*THE REQUEST*.
Each entry must be reproduced precisely as it stands.

Region labeling entries:
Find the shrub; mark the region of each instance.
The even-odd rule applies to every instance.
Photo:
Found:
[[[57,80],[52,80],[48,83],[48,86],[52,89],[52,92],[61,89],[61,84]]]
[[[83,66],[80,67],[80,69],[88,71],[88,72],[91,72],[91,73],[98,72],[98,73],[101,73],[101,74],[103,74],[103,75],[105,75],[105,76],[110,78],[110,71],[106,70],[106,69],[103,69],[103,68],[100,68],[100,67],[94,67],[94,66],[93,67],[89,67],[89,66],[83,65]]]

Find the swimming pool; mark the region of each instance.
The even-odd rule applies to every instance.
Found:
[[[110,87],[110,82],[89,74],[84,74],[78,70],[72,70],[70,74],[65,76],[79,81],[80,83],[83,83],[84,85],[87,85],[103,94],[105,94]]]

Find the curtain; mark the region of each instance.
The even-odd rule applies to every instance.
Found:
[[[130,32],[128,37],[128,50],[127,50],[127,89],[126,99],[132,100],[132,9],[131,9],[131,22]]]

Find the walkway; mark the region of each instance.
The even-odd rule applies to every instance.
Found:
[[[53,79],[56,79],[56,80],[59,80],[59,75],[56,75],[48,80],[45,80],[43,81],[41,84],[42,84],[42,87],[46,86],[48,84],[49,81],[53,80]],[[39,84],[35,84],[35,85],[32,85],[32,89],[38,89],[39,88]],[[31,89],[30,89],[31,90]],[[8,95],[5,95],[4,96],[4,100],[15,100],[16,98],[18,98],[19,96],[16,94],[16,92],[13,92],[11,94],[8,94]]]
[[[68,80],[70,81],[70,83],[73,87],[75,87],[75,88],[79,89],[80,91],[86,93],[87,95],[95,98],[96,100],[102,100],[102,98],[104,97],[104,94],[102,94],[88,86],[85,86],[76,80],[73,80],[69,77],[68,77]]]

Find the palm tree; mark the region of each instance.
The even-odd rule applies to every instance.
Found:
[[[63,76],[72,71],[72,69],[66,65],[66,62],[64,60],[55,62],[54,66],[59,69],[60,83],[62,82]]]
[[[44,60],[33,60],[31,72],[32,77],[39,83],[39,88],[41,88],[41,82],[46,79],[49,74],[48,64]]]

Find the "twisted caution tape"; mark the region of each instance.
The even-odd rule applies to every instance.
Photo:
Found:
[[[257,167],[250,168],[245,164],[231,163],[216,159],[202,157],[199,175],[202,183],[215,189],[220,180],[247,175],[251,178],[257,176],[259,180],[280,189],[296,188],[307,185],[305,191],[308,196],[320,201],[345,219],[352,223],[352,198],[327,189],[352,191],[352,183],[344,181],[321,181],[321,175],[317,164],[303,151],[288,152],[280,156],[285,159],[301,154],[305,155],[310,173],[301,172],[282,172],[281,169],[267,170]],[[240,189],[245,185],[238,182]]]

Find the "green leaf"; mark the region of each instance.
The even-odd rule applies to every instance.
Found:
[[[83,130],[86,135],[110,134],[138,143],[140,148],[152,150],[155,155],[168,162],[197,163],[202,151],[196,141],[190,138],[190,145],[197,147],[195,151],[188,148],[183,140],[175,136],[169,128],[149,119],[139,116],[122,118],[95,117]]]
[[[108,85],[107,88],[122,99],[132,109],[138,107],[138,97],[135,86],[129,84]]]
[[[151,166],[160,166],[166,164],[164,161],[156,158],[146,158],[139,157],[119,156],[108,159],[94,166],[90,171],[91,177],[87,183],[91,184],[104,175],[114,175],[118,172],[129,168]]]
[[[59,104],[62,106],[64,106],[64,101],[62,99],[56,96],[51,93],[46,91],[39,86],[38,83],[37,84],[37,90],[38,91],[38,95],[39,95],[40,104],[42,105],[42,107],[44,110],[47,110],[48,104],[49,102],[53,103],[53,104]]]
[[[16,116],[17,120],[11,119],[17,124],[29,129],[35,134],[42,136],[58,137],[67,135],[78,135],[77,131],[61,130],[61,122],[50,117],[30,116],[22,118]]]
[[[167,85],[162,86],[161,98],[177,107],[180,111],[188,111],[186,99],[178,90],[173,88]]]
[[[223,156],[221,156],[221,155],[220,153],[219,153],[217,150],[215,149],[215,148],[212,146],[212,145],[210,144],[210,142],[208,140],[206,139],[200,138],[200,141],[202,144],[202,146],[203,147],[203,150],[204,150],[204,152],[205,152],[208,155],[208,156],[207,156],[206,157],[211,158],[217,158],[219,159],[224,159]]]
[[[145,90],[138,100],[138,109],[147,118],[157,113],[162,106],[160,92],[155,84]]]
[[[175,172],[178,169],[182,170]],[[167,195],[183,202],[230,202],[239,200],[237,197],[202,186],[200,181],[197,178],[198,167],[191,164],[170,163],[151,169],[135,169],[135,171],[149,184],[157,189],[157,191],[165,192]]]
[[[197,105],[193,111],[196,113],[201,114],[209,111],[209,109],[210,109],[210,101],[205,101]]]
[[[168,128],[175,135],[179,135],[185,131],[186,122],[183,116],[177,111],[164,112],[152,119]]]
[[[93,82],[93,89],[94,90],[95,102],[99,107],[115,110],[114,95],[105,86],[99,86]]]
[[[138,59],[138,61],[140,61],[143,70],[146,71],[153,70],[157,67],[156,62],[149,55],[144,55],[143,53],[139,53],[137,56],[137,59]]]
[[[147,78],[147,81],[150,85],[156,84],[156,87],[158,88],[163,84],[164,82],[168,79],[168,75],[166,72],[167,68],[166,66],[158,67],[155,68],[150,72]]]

*CORRECT RESPONSE*.
Find the shrub; mark the region of each instance.
The even-odd rule applies to every instance.
Photo:
Found:
[[[57,80],[52,80],[48,83],[48,86],[52,89],[52,92],[61,89],[61,84]]]
[[[83,66],[80,67],[80,69],[88,71],[88,72],[91,72],[91,73],[98,72],[98,73],[101,73],[101,74],[103,74],[103,75],[105,75],[105,76],[110,78],[110,71],[106,70],[106,69],[103,69],[103,68],[100,68],[100,67],[94,67],[94,66],[93,67],[89,67],[89,66],[83,65]]]

Find the swimming pool; mark the region of each instance.
The even-odd rule applies to every instance.
Found:
[[[110,87],[110,82],[89,74],[84,74],[78,70],[72,70],[70,74],[65,76],[79,81],[80,83],[83,83],[84,85],[87,85],[103,94],[105,94]]]

Find the curtain; mark the region of each instance.
The even-odd rule applies to every instance.
Found:
[[[130,32],[128,37],[128,50],[127,50],[127,89],[126,99],[132,100],[132,9],[131,9],[131,22]]]

Find the walkway; mark the region of each instance.
The even-odd rule applies to every instance.
Found:
[[[53,79],[56,79],[56,80],[59,80],[59,75],[56,75],[48,80],[45,80],[43,81],[41,84],[42,84],[42,87],[46,86],[48,84],[49,81],[53,80]],[[39,84],[35,84],[35,85],[32,85],[32,89],[38,89],[39,88]],[[31,89],[30,89],[31,90]],[[8,95],[5,95],[4,96],[4,100],[15,100],[16,98],[18,98],[19,96],[16,94],[16,92],[13,92],[11,94],[8,94]]]
[[[68,80],[70,81],[70,83],[73,87],[75,87],[75,88],[79,89],[80,91],[86,93],[87,95],[95,98],[96,100],[102,100],[102,98],[104,97],[104,94],[102,94],[88,86],[85,86],[76,80],[73,80],[69,77],[68,77]]]

Find the palm tree; mark the region of each instance.
The even-odd rule applies to every instance.
Found:
[[[63,76],[72,71],[72,69],[66,65],[66,62],[64,60],[55,62],[54,66],[59,69],[60,83],[62,82]]]
[[[44,60],[33,60],[31,72],[32,77],[39,83],[39,88],[41,88],[41,82],[46,79],[49,74],[48,64]]]

Find the "twisted caution tape"; mark the region of each instance.
The even-odd rule applies to every instance.
Photo:
Found:
[[[257,167],[250,168],[245,164],[231,163],[216,159],[202,157],[199,175],[202,183],[215,189],[220,180],[247,175],[251,178],[257,176],[259,180],[280,189],[296,188],[307,185],[305,191],[308,196],[320,201],[345,219],[352,223],[352,198],[327,189],[352,191],[352,183],[344,181],[321,181],[321,175],[317,164],[303,151],[288,152],[280,156],[285,159],[301,154],[305,155],[310,173],[301,172],[282,172],[281,169],[267,170]],[[240,189],[245,185],[238,182]]]

Find the "green leaf"; mark the region of each instance.
The even-odd rule applies to every instance.
Found:
[[[83,130],[86,135],[110,134],[138,143],[140,148],[152,150],[155,155],[168,162],[197,163],[202,151],[196,141],[190,138],[190,145],[197,147],[195,151],[188,148],[183,140],[175,136],[169,128],[149,119],[139,116],[122,118],[95,117]]]
[[[108,85],[107,88],[122,99],[132,109],[138,107],[138,97],[135,86],[129,84]]]
[[[151,166],[160,166],[166,164],[164,161],[156,158],[146,158],[139,157],[119,156],[108,159],[94,166],[90,171],[91,177],[87,183],[91,184],[104,175],[114,175],[118,172],[129,168]]]
[[[59,104],[62,106],[64,106],[64,101],[62,99],[56,96],[51,93],[46,91],[39,86],[38,83],[37,84],[37,90],[38,91],[38,95],[39,95],[40,104],[42,105],[42,107],[44,110],[47,110],[48,104],[49,102],[53,103],[53,104]]]
[[[16,116],[17,120],[11,119],[17,124],[29,129],[35,134],[42,136],[58,137],[67,135],[78,135],[77,131],[61,130],[61,122],[50,117],[30,116],[22,118]]]
[[[167,85],[162,86],[161,98],[177,107],[180,111],[188,111],[186,99],[178,90],[173,88]]]
[[[223,156],[221,156],[221,155],[220,153],[219,153],[217,150],[215,149],[215,148],[212,146],[212,145],[210,144],[210,142],[208,140],[206,139],[200,138],[200,141],[202,144],[202,146],[203,147],[203,150],[204,150],[204,152],[205,152],[208,155],[208,156],[207,156],[206,157],[211,158],[217,158],[219,159],[224,159]]]
[[[145,90],[138,100],[138,109],[147,118],[157,113],[162,106],[160,92],[155,84]]]
[[[175,172],[178,169],[182,170]],[[167,195],[183,202],[230,202],[239,200],[237,197],[202,186],[200,181],[197,178],[198,167],[191,164],[170,163],[151,169],[135,169],[135,171],[149,184],[157,189],[157,191],[165,192]]]
[[[197,105],[193,111],[196,113],[201,114],[209,111],[209,109],[210,109],[210,101],[205,101]]]
[[[168,128],[175,135],[179,135],[185,131],[186,122],[183,116],[177,111],[164,112],[152,119]]]
[[[93,82],[93,89],[94,90],[95,102],[99,107],[115,110],[114,95],[105,86],[99,86]]]
[[[138,59],[138,61],[140,61],[143,70],[146,71],[153,70],[157,67],[156,62],[149,55],[144,55],[143,53],[139,53],[137,56],[137,59]]]
[[[147,78],[147,81],[150,85],[156,84],[156,87],[158,88],[163,84],[164,82],[168,79],[168,75],[166,72],[167,68],[166,66],[158,67],[155,68],[150,72]]]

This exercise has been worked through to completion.